■ Data for processing
○ ○ ○ ○ ○
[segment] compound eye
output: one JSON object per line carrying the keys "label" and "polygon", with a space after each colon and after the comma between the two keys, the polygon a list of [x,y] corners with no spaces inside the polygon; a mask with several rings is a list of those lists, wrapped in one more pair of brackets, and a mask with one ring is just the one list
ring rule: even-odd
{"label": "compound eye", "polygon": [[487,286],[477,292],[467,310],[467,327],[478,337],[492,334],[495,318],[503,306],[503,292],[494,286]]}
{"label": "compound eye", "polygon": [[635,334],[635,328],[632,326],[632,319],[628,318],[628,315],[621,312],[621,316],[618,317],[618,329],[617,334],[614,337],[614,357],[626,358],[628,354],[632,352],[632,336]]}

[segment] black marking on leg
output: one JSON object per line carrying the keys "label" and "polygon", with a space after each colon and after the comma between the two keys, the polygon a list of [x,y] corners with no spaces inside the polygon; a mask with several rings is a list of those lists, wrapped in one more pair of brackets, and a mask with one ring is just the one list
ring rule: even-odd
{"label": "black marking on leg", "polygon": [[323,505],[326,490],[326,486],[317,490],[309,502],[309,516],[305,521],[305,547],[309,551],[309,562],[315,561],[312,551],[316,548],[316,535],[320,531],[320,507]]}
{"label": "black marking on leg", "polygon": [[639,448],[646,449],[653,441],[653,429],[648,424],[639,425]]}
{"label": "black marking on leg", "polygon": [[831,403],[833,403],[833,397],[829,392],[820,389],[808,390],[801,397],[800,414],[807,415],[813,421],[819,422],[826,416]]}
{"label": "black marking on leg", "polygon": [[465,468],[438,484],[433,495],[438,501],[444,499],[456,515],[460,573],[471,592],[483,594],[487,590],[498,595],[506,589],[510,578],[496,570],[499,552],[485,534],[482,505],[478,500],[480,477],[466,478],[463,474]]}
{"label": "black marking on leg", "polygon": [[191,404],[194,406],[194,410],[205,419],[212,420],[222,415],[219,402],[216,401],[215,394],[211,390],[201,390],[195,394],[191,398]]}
○ ○ ○ ○ ○
■ Task brief
Give back the whole of the data above, exactly as written.

■ Output
[segment] compound eye
output: one JSON object per line carrying the keys "label" and "polygon", with a space after each colon and after the comma between the two keys, the polygon a list of [x,y] corners with no spaces inside the polygon; a mask with several rings is a list of those lists, wrapped in one more pair of brackets, and a mask with one ring is just the one list
ring rule: even-odd
{"label": "compound eye", "polygon": [[487,286],[477,292],[467,310],[467,327],[478,337],[492,334],[495,318],[503,306],[503,292],[494,286]]}
{"label": "compound eye", "polygon": [[635,334],[635,328],[632,326],[632,319],[628,318],[628,315],[621,312],[621,316],[618,317],[618,329],[617,334],[614,337],[614,357],[626,358],[628,354],[632,352],[632,336]]}

[segment] black marking on leg
output: one JSON object per line carrying the keys "label" and "polygon", with a space after each colon and after the comma between the two keys, the polygon a list of [x,y] corners with no spaces inside the polygon; a mask with several rings is a list of those lists, wrapped in one more pair of brackets, and a mask with one ring is just the one list
ring rule: even-odd
{"label": "black marking on leg", "polygon": [[323,505],[326,490],[326,486],[317,490],[309,502],[309,516],[305,521],[305,547],[309,551],[309,562],[315,561],[312,551],[316,548],[316,535],[320,531],[320,507]]}
{"label": "black marking on leg", "polygon": [[639,448],[646,449],[653,441],[653,429],[648,424],[639,425]]}
{"label": "black marking on leg", "polygon": [[831,403],[833,403],[833,397],[829,392],[820,389],[808,390],[801,397],[800,414],[807,415],[813,421],[819,422],[826,416]]}
{"label": "black marking on leg", "polygon": [[465,468],[438,484],[433,495],[438,501],[444,499],[456,515],[460,573],[471,592],[483,594],[487,590],[498,595],[506,589],[510,578],[496,570],[499,552],[485,534],[482,505],[478,500],[480,477],[466,478],[463,474]]}
{"label": "black marking on leg", "polygon": [[191,404],[194,406],[194,410],[205,419],[212,420],[222,415],[219,402],[216,401],[215,394],[211,390],[201,390],[195,394],[191,398]]}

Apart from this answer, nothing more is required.